▶ _Instructions for the task_: Set down, word for word, the lines of the entries below, from the line with "94, row 220." up to and including the line with "column 486, row 220".

▶ _Provided information_:
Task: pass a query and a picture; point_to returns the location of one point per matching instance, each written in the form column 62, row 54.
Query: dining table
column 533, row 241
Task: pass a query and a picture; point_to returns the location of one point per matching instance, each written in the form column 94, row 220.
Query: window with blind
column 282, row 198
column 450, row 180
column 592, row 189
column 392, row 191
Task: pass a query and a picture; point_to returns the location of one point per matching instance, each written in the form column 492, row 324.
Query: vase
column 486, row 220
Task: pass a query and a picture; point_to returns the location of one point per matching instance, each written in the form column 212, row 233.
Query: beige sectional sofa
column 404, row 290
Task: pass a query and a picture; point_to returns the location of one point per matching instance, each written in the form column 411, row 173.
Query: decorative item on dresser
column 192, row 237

==

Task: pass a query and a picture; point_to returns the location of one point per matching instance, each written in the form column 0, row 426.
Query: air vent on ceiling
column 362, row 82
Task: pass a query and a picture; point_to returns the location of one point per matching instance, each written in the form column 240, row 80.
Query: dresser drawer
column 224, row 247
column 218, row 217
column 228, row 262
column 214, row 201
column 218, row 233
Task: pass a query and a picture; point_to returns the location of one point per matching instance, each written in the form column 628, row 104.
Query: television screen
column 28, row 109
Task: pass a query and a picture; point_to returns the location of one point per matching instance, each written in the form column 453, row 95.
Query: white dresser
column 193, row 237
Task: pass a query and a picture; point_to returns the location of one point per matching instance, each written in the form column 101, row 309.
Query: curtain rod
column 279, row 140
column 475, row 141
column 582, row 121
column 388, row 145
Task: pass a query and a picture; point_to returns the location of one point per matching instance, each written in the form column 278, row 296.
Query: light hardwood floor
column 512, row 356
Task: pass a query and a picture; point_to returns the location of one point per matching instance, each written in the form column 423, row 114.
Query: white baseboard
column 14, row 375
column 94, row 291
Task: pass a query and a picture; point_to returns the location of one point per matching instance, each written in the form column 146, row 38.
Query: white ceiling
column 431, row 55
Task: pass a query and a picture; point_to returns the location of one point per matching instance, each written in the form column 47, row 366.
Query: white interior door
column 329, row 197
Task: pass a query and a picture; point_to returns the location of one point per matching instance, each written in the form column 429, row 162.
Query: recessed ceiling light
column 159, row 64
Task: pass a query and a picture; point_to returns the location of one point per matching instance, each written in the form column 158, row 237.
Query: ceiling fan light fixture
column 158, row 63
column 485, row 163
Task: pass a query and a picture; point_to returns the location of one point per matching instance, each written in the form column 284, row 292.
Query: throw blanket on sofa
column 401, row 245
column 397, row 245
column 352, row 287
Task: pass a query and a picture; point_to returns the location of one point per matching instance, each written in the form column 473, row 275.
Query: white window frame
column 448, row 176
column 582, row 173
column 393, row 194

--

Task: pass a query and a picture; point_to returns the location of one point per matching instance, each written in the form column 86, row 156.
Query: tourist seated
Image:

▶ _Task solution_:
Task: pass a query and a picture; point_to returns the location of one point per matching instance, each written in the form column 94, row 220.
Query: window with blind
column 282, row 198
column 450, row 180
column 592, row 189
column 392, row 191
Task: pass a query and a picture; point_to returns the location of one point per matching instance, each written in the form column 492, row 324.
Query: vase
column 486, row 220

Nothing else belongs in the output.